Please give again, exactly, every line of the material from the one containing "of the patchy" to the end, including both of those lines.

###

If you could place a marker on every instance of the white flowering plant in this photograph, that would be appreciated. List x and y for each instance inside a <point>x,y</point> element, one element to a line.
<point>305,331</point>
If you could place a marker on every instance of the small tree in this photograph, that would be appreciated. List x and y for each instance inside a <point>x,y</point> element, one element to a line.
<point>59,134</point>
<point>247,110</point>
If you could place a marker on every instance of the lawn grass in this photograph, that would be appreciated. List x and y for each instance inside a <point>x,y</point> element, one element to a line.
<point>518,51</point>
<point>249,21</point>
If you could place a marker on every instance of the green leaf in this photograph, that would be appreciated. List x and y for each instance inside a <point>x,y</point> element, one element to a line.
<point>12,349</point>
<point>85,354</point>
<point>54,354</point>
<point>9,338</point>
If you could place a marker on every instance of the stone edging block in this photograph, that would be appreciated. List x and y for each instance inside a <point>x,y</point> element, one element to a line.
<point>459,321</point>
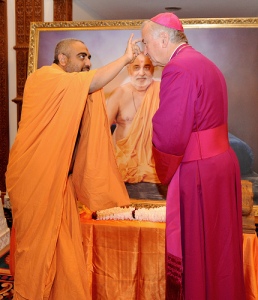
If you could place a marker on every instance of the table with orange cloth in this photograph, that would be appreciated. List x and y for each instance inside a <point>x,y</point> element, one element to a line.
<point>126,260</point>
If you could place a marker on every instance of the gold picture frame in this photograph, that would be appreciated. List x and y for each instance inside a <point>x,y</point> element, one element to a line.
<point>230,42</point>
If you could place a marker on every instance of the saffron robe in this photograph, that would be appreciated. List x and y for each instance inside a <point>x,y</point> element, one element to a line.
<point>134,152</point>
<point>49,258</point>
<point>208,217</point>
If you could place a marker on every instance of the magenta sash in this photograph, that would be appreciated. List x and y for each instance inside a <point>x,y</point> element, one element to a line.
<point>202,145</point>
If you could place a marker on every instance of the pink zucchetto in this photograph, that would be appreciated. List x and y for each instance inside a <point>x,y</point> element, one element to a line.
<point>168,20</point>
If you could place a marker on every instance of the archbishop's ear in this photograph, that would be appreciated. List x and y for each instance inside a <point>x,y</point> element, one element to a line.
<point>62,59</point>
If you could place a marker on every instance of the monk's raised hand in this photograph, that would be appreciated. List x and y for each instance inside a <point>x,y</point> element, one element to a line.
<point>132,49</point>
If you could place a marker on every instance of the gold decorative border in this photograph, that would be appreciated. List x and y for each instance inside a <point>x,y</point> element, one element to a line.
<point>36,27</point>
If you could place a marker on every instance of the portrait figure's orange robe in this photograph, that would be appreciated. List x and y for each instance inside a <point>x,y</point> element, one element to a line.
<point>134,152</point>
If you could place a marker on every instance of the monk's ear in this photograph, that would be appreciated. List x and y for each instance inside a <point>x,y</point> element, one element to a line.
<point>164,39</point>
<point>62,59</point>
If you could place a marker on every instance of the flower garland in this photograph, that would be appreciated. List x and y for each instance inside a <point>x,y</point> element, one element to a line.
<point>156,214</point>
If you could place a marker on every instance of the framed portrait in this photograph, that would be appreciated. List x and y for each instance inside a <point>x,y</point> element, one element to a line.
<point>231,43</point>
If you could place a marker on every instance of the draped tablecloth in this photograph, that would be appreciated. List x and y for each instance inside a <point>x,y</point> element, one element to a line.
<point>126,260</point>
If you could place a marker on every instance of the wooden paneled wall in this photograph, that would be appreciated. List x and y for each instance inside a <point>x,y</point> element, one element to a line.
<point>4,108</point>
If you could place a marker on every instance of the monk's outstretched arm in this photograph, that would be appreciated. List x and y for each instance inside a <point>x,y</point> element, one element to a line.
<point>108,72</point>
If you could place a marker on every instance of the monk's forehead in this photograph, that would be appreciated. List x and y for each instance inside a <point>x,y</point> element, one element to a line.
<point>141,59</point>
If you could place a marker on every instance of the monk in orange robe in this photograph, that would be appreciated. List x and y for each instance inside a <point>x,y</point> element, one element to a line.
<point>42,182</point>
<point>131,107</point>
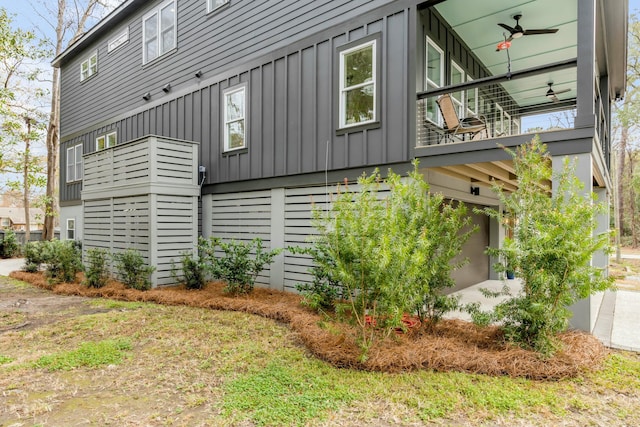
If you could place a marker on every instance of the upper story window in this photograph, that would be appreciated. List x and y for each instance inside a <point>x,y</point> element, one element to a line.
<point>159,31</point>
<point>434,78</point>
<point>235,118</point>
<point>119,40</point>
<point>74,163</point>
<point>106,141</point>
<point>457,77</point>
<point>215,4</point>
<point>89,66</point>
<point>358,85</point>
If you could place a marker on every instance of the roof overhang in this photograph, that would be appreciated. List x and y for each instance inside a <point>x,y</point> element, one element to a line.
<point>116,16</point>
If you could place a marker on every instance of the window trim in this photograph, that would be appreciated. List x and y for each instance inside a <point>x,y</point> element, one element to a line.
<point>245,117</point>
<point>76,152</point>
<point>158,12</point>
<point>105,140</point>
<point>211,8</point>
<point>374,40</point>
<point>92,70</point>
<point>73,229</point>
<point>124,34</point>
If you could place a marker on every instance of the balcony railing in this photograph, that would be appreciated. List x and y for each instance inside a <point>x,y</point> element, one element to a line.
<point>520,103</point>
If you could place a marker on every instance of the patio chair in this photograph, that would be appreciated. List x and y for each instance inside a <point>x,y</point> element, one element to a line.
<point>453,126</point>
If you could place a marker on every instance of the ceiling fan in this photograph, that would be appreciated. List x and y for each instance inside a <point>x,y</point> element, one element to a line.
<point>553,94</point>
<point>517,31</point>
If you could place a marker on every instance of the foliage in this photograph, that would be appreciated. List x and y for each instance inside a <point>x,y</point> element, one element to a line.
<point>323,292</point>
<point>132,269</point>
<point>9,246</point>
<point>240,264</point>
<point>550,251</point>
<point>392,256</point>
<point>63,259</point>
<point>96,268</point>
<point>33,256</point>
<point>193,271</point>
<point>88,354</point>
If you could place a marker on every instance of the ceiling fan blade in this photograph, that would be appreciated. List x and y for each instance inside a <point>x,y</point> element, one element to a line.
<point>508,28</point>
<point>536,32</point>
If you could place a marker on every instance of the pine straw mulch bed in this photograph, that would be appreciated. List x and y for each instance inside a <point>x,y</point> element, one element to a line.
<point>452,345</point>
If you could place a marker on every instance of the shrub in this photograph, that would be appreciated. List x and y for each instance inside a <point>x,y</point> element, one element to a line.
<point>193,271</point>
<point>63,260</point>
<point>551,250</point>
<point>323,292</point>
<point>240,264</point>
<point>97,268</point>
<point>33,256</point>
<point>132,269</point>
<point>392,256</point>
<point>9,247</point>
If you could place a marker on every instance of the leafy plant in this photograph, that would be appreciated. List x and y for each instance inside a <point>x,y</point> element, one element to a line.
<point>392,256</point>
<point>323,292</point>
<point>97,268</point>
<point>63,260</point>
<point>240,264</point>
<point>550,251</point>
<point>33,256</point>
<point>193,271</point>
<point>132,269</point>
<point>9,246</point>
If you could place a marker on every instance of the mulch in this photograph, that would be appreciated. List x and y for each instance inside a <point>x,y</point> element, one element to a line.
<point>450,345</point>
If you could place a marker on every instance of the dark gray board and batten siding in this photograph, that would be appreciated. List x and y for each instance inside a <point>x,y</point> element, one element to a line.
<point>292,96</point>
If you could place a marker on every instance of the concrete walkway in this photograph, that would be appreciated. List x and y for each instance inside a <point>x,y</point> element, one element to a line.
<point>617,325</point>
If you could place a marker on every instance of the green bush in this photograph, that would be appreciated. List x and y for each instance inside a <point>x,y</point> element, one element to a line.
<point>33,256</point>
<point>63,259</point>
<point>551,250</point>
<point>9,246</point>
<point>96,269</point>
<point>132,269</point>
<point>392,256</point>
<point>240,264</point>
<point>193,271</point>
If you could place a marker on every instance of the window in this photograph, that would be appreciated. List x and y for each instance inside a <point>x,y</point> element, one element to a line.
<point>89,67</point>
<point>235,118</point>
<point>472,100</point>
<point>119,40</point>
<point>106,141</point>
<point>71,229</point>
<point>159,31</point>
<point>215,4</point>
<point>74,163</point>
<point>457,77</point>
<point>434,78</point>
<point>358,85</point>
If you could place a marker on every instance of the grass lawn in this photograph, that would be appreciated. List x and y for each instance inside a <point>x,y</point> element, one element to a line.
<point>103,362</point>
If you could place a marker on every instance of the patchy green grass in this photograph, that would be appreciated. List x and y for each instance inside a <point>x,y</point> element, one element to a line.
<point>147,364</point>
<point>88,354</point>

###

**Completed task**:
If you could place a marker on every instance of the patchy green grass in this photograph, that would be appreciated. List x and y for each instance inside a <point>x,y</point> element, one element to a line.
<point>147,364</point>
<point>88,354</point>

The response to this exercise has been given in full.